[Texte source]:
# # # #
Les registres consulaires nous donnent une image assez exacte de ces préparatifs de fête. Le peintre Jean Coste est chargé de fournir seize cents écus aux armes du roi et de la reine ; deux orfèvres reçoivent l’ordre d’exécuter, d’après les modèles du graveur Bernard Salomon, des groupes d’orfèvrerie destinés à être présentés aux souverains ; on construit un jeu de paume près de l’abbaye d’Ainay, où les rois ont l’habitude de loger quand ils sont à Lyon, pour bailler passetemps audict seigneur et à messieurs les princes et seigneurs de la cour ; les trois maistres joueurs d’espées de la ville sont obligés d’engager douze gladiateurs qui combattront de diverses armes, comme espées à deux mains, javelines, l’espée la rondelle, l’espée le bouclier et deux petites espées, le tout tranchant ; on détermine quels costumes porteront les membres du corps consulaire et même les mariniers qui conduiront le roi et la cour sur la Saône.
# # # #
[Données fournies]:
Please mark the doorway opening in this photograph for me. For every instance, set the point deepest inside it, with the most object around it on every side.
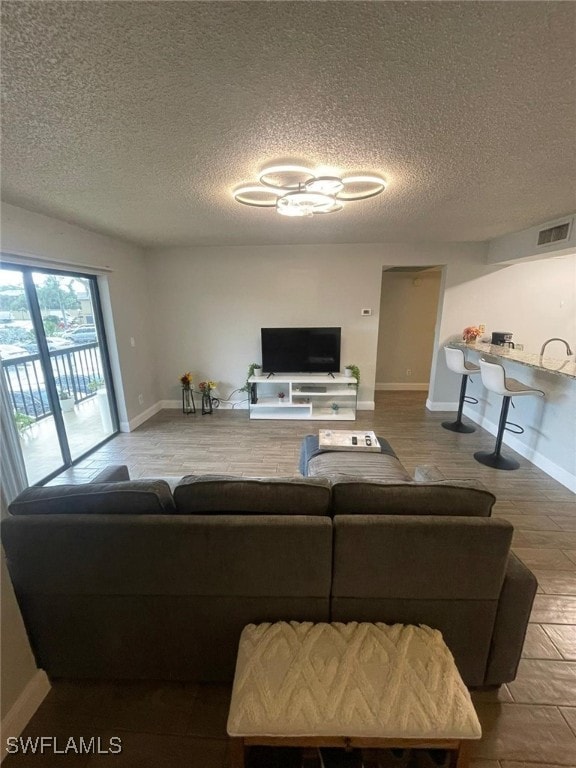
# # # #
[Objectif]:
Dans le texte sur les préparatifs de fête à Lyon, combien de gladiateurs les trois maîtres joueurs d'épées de la ville doivent-ils engager ? Appuyez-vous uniquement sur le texte source.

[Résultat]:
Douze gladiateurs.